═══ TEXT EXCERPT

Socket Filter

Classic filtering on a socket before data reaches user space.

We saw socket filter program type definition in previous chapter, a SOCKET_FILTER type program executes whenever a packet arrives at the socket it is attached to give you access to examine all packets passed through the socket and can’t give you control to modify packets and believe me, it’s easier than you think, all you have to do is to look at the the entire packet structure as we will see. Socket filter eBPF programs are classified under the program type BPF_PROG_TYPE_SOCKET_FILTER.

The socket buffer (or sk_buff) is the primary structure used within the Linux kernel to represent network packets. It stores not only the packet data itself but also various metadata such as header pointers, packet lengths, protocol information, and state flags. sk_buff is defined in include/linux/skbuff.h and it has four major pointers:

  1. head: A pointer to the beginning of the allocated memory buffer for the packet.
  2. data: A pointer to the beginning of the valid packet data within the buffer.
  3. tail: A pointer that marks the end of the valid data currently stored in the buffer.
  4. end: A pointer to the end of the allocated memory region.

These four pointers provide the framework for managing the packet data within a single contiguous memory allocation. The sk_buff’s allocated memory region divided into several logical segments that these pointers describe:

  1. Headroom: Space before the packet data for prepending headers.

══════

**SHORT PROBLEM A:** In the socket filter text, rewrite the paragraph starting "The socket buffer (or sk_buff)" as a short bulleted list that keeps its main facts.
**SHORT PROBLEM B:** Return, word for word, the part of the socket filter text that opens with the words containing "2. data: A pointer" and closes with "for prepending headers.".
You won't need the records for any of this.

═══ LISTED RECORDS

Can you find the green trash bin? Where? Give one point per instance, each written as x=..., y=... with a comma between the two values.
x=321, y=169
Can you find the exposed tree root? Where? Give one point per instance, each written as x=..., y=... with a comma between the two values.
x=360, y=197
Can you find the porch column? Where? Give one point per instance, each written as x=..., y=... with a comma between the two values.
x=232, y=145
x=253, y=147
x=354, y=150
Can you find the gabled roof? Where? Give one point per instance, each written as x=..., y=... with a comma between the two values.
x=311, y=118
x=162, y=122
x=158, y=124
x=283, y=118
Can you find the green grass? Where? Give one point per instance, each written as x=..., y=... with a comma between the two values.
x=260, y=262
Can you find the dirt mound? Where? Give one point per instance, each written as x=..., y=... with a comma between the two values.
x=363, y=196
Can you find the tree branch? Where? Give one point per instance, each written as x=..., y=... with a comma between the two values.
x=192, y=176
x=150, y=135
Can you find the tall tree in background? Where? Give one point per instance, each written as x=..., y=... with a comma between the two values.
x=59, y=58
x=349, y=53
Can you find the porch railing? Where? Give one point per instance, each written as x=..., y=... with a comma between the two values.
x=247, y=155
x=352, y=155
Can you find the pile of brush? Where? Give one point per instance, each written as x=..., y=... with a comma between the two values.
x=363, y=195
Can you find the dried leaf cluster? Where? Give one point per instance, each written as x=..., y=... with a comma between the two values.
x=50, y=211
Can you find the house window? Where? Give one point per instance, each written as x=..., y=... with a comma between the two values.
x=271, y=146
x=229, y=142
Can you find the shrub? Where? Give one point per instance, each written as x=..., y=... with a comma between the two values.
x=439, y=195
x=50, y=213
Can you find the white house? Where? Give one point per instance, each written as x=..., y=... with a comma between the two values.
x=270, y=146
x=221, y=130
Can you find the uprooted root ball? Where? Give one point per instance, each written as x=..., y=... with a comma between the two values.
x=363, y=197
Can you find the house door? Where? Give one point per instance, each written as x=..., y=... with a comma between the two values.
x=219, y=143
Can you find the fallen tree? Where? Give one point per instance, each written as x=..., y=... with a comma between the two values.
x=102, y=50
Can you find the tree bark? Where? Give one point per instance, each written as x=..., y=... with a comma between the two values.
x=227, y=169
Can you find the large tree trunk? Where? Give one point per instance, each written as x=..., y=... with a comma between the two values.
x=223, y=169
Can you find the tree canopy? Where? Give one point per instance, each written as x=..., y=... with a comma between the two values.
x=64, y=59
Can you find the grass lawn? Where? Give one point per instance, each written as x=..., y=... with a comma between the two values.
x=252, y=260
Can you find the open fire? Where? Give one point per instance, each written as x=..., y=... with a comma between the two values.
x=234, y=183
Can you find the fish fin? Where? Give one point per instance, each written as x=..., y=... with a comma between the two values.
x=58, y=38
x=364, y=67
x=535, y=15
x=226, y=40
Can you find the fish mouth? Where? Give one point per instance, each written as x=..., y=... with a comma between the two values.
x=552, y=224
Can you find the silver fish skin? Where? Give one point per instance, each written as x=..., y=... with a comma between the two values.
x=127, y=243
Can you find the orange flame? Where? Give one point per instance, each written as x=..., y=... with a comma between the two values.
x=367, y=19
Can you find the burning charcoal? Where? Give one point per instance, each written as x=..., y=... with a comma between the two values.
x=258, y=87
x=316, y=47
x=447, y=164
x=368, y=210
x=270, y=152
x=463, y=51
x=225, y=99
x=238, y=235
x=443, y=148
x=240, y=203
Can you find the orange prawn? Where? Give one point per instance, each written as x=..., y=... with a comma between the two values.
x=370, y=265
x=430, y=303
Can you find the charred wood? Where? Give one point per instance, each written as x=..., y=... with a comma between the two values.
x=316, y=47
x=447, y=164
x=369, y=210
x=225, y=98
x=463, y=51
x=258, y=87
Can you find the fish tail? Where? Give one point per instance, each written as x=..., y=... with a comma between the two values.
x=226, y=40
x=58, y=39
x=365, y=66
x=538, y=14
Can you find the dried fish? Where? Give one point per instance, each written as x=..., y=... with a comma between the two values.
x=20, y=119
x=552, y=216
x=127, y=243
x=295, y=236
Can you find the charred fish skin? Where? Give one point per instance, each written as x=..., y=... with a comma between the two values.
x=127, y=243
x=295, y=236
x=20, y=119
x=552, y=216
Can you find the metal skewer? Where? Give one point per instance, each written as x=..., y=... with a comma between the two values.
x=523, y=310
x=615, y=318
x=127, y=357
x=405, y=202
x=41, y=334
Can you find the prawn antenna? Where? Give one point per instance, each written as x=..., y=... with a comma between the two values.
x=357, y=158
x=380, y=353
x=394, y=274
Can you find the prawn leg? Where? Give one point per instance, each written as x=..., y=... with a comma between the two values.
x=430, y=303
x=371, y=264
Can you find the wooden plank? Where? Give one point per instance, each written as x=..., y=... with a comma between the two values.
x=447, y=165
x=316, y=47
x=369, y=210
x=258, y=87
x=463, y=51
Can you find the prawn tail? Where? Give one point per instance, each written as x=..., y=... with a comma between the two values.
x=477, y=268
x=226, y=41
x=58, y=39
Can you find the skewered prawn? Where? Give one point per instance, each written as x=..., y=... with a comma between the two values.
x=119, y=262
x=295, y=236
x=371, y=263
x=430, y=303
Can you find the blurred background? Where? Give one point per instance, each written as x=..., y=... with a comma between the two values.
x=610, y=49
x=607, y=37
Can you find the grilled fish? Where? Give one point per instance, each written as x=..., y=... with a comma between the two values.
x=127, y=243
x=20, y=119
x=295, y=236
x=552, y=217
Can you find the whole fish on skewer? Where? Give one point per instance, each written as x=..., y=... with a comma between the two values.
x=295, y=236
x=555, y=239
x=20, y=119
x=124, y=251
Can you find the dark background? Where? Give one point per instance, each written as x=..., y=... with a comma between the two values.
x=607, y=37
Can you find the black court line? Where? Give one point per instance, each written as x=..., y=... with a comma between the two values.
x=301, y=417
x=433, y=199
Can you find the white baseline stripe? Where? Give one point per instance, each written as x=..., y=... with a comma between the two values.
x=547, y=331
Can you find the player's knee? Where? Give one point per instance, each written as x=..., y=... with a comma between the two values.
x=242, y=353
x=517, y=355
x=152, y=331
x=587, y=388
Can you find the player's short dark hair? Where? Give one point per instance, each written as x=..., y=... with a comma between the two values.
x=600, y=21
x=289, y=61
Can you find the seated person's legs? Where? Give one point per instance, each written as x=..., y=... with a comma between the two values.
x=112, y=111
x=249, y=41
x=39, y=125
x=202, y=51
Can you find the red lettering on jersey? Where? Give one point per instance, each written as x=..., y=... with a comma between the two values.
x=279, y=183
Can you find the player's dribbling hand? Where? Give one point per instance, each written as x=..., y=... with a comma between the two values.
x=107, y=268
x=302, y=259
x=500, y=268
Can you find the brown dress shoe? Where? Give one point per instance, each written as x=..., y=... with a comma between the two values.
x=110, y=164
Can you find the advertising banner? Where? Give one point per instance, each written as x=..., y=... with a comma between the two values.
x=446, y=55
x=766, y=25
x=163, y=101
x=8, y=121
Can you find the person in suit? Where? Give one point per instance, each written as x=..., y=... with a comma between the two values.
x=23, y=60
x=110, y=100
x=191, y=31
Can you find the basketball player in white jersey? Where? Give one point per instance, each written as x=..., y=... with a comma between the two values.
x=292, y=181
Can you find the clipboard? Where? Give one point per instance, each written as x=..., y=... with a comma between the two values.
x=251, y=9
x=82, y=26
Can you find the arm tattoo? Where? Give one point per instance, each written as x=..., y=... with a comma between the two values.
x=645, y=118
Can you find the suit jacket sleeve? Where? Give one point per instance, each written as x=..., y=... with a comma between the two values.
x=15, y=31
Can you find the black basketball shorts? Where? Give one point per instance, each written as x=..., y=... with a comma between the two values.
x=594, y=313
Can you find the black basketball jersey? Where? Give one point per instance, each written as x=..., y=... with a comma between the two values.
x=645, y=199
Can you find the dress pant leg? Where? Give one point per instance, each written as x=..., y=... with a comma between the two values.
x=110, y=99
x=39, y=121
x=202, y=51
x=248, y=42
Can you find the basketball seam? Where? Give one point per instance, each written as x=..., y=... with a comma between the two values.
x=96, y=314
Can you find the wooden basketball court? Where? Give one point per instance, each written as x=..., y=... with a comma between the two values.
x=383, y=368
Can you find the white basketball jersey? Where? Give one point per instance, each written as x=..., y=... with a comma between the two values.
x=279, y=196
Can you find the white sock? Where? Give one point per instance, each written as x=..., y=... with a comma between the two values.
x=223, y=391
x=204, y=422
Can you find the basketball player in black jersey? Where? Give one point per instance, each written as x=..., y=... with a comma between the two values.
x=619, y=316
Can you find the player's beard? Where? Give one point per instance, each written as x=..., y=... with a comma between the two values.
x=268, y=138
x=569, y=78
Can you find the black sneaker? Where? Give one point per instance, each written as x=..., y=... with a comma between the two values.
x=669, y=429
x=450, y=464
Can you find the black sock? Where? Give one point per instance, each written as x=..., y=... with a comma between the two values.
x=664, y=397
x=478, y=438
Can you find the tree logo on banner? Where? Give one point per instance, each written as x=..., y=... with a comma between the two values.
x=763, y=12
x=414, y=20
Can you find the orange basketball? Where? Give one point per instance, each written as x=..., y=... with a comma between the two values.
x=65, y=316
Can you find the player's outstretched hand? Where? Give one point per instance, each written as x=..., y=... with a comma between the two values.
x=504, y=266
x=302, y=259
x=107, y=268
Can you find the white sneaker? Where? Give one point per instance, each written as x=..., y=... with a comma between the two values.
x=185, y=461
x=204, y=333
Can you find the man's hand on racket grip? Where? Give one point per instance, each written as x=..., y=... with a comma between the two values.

══════

**FINAL RESULT A:**
- sk_buff (the socket buffer) is the main structure the Linux kernel uses to represent network packets.
- It holds the packet data plus metadata: header pointers, packet lengths, protocol information, and state flags.
- It is defined in include/linux/skbuff.h.
- It has four major pointers.

**FINAL RESULT B:**
2. data: A pointer to the beginning of the valid packet data within the buffer.
  3. tail: A pointer that marks the end of the valid data currently stored in the buffer.
  4. end: A pointer to the end of the allocated memory region.

These four pointers provide the framework for managing the packet data within a single contiguous memory allocation. The sk_buff’s allocated memory region divided into several logical segments that these pointers describe:

  1. Headroom: Space before the packet data for prepending headers.